*Task goal*. Please repeat the data exactly. Any picture in it stays out.

(Image-grounded pointing data)
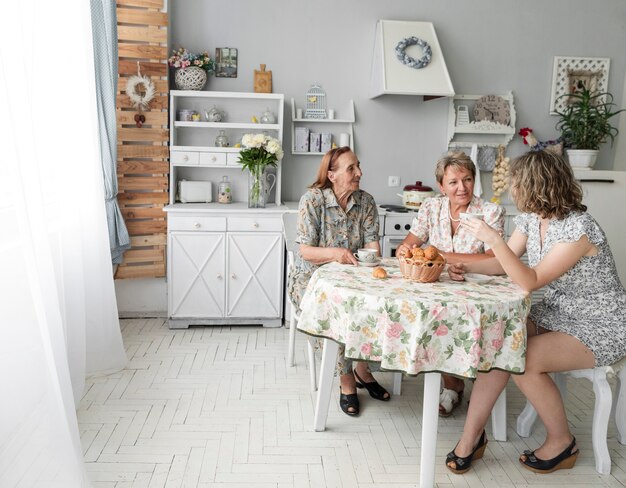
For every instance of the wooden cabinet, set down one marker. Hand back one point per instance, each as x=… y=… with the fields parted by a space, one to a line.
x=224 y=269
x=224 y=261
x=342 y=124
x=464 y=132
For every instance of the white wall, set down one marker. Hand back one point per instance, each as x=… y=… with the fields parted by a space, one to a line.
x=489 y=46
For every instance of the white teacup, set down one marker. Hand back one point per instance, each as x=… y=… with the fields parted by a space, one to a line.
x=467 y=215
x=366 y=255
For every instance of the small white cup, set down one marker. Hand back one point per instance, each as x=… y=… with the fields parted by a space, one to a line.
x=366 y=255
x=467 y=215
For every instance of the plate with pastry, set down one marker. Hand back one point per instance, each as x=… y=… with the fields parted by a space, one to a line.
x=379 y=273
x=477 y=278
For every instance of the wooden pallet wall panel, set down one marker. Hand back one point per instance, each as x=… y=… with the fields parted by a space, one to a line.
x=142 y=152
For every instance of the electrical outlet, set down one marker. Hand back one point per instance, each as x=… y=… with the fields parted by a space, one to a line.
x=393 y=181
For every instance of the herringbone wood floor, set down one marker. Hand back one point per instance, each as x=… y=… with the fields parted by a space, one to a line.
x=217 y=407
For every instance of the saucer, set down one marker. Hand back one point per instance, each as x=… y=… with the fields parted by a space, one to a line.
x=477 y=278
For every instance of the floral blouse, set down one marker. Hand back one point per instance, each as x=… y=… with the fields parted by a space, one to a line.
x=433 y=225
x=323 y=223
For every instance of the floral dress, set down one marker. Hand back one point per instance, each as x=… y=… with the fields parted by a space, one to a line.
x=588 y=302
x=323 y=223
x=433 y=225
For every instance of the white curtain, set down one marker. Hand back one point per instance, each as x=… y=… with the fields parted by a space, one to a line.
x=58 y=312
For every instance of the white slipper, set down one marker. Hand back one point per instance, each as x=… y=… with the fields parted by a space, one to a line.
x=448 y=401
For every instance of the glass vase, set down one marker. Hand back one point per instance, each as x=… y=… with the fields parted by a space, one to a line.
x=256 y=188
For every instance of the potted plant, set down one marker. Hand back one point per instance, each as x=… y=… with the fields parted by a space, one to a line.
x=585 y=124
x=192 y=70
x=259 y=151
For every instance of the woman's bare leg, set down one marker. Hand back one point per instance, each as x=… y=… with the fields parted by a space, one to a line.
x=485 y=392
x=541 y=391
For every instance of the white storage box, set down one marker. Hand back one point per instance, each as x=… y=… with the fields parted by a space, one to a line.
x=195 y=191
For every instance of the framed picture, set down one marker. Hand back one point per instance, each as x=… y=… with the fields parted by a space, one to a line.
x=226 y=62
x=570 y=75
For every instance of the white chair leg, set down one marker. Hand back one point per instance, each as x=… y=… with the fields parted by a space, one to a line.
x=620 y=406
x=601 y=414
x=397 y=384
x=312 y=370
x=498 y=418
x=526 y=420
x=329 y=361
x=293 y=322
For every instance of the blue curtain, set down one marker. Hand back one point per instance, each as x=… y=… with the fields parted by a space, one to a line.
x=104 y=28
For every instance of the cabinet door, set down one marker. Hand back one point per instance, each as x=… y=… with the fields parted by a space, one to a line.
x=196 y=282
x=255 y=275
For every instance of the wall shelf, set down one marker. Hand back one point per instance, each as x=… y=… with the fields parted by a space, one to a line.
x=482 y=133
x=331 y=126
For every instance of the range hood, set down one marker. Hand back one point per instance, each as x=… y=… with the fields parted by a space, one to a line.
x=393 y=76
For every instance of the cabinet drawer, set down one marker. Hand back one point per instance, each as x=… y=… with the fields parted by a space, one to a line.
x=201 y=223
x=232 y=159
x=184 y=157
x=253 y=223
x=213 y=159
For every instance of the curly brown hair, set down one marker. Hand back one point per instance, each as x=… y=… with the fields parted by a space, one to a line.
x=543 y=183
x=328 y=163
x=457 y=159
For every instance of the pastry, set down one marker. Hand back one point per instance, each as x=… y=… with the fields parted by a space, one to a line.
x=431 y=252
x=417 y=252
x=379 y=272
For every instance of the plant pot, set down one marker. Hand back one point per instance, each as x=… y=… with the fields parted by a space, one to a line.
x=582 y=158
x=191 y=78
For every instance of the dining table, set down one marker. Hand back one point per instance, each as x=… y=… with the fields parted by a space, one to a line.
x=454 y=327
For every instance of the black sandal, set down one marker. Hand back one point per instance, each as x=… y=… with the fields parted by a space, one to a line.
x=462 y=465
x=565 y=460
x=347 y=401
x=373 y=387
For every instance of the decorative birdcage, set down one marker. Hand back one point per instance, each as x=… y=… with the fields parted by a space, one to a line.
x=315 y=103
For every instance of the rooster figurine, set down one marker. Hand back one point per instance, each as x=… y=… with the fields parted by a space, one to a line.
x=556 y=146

*Answer below*.
For every instance of the wooden cabinet, set down one marker. Hand back one point per instance, each as x=… y=… with the fields parted by a space, one to a line.
x=224 y=269
x=224 y=261
x=342 y=124
x=464 y=132
For every instance of the white wall, set down one marker. Hand back one point per instance, each as x=… y=… with the fields parted by a space, one to a line.
x=489 y=46
For every instance of the white teacup, set down one marker. Hand back one point per instance, each as x=… y=… with the fields parted by a space, one to a line.
x=467 y=215
x=366 y=255
For every instance of the small white cup, set down one marker. Hand back one point per instance, each as x=… y=… with the fields parted by a space, one to a line.
x=366 y=255
x=467 y=215
For every instance of the plate with pastry, set down one marker. Hand back one point per instance, each as x=… y=… with the fields parted by a space, one to a line.
x=379 y=273
x=477 y=278
For every instance of the wooden pallet wall panel, set down one marker. Hand back one point per instance, each as x=… y=… with the fields parted by a space, one to a line.
x=142 y=152
For every instance of the electrical outlet, set down one marker. Hand back one point per instance, each as x=… y=… with the fields parted by a space, one to a line.
x=393 y=181
For every instance of the herringbone wood floor, set down one marker. Hand back one point per instance, each as x=… y=… with the fields parted by a space, one to a line.
x=217 y=407
For every instance of the saucer, set down one marker. Hand back one point per instance, each as x=… y=… with the fields parted by a space, one to a line.
x=477 y=278
For every instance of the floral blouse, set down one marker. Hand back one point per instance, each as x=… y=… with the fields parted by a space, one to a line.
x=433 y=225
x=323 y=223
For every instance of the floral dress, set down one marker. Hand back one point per instance, each as x=… y=… with the fields parted by a space, one to a line.
x=588 y=302
x=323 y=223
x=433 y=225
For every instance of the white curtain, set down one marker. Hand back one point per instance, each as x=… y=… with the fields parted by a space, one to a line.
x=58 y=312
For every instance of the white slipper, set down one marker. Hand back one point per instance, each as x=… y=… with the fields parted by a space, one to a line.
x=448 y=401
For every instance of the glass vase, set down one marker. Hand back one point per instance, each as x=… y=… with the fields parted by a space, one to a line.
x=256 y=188
For every instance of the potted plant, set down one marker. Hand back one point per instance, each as x=… y=… with the fields parted by a space, one to a line.
x=585 y=124
x=192 y=70
x=259 y=151
For every instance of the woman's bare leg, set down one marker. Hand back one point per instance, each as x=… y=… with the fields parted by a space, one to a line.
x=485 y=392
x=541 y=391
For every instance of the white storage box, set down one marker. Hand back one point per instance, each as x=… y=… with the fields parted by a space, one to a line.
x=195 y=191
For every instance of the framed picture, set down one marker. Hand back one point per instance, each as x=… y=… with the fields parted by a space, one to a line.
x=226 y=62
x=570 y=75
For every instance of the white chair leg, set down one marker. Hand back one point per instance, each as x=… y=… with the fields parted by a space, one to a line.
x=620 y=406
x=601 y=414
x=397 y=384
x=312 y=370
x=498 y=418
x=526 y=420
x=329 y=361
x=293 y=322
For every instance of the blue curtain, set down one marker. Hand back one point per instance, each as x=… y=… with the fields parted by a space, one to a line.
x=104 y=28
For every instance of the cabinet door, set down one marker. Hand back one point per instance, each as x=… y=… with the fields parted by a space, one to a line.
x=196 y=282
x=255 y=275
For every instance of the wall shelf, set down one marker. Hand back one point per instance, each as x=… y=… with the fields parted by a space, one to a line.
x=482 y=133
x=331 y=126
For every instance of the range hood, set down one marker. Hand back one point per instance, each as x=… y=… with the fields parted by a space, one to a line.
x=393 y=76
For every instance of the cabinet drawer, set down one marker. Hand back one point per instance, each as x=… y=… with the fields parted by a space, one to a line.
x=201 y=223
x=232 y=159
x=184 y=157
x=253 y=223
x=213 y=159
For every instance of the curly brown hair, set down one marker. Hand back one point per instance, each as x=… y=… with the fields parted by a space, one to a line.
x=543 y=183
x=328 y=163
x=457 y=159
For every instance of the pastry, set down one marker. Hand back one point per instance, each as x=… y=… with the fields parted by a space, one to a line.
x=431 y=252
x=417 y=252
x=379 y=272
For every instance of the plant pot, set down one marker. Hand back one point per instance, each as x=… y=… with the fields parted by a space, one to a line.
x=582 y=158
x=191 y=78
For every instance of the dining table, set down one marker. Hand back one point per instance, each as x=… y=… with the fields parted by a space, one to a line.
x=454 y=327
For every instance of the black sandal, set down one marker. Hand back one point per instance, each as x=… y=… with the fields parted by a space, one to a line.
x=462 y=465
x=565 y=460
x=347 y=401
x=373 y=387
For every instance of the decorative birdcage, set down one marker. Hand back one point per instance, each as x=… y=… with the fields parted by a space, one to a line.
x=315 y=103
For every instance of the rooster figurine, set down one marker. Hand back one point per instance, each as x=… y=… with the fields parted by a space, one to a line.
x=556 y=146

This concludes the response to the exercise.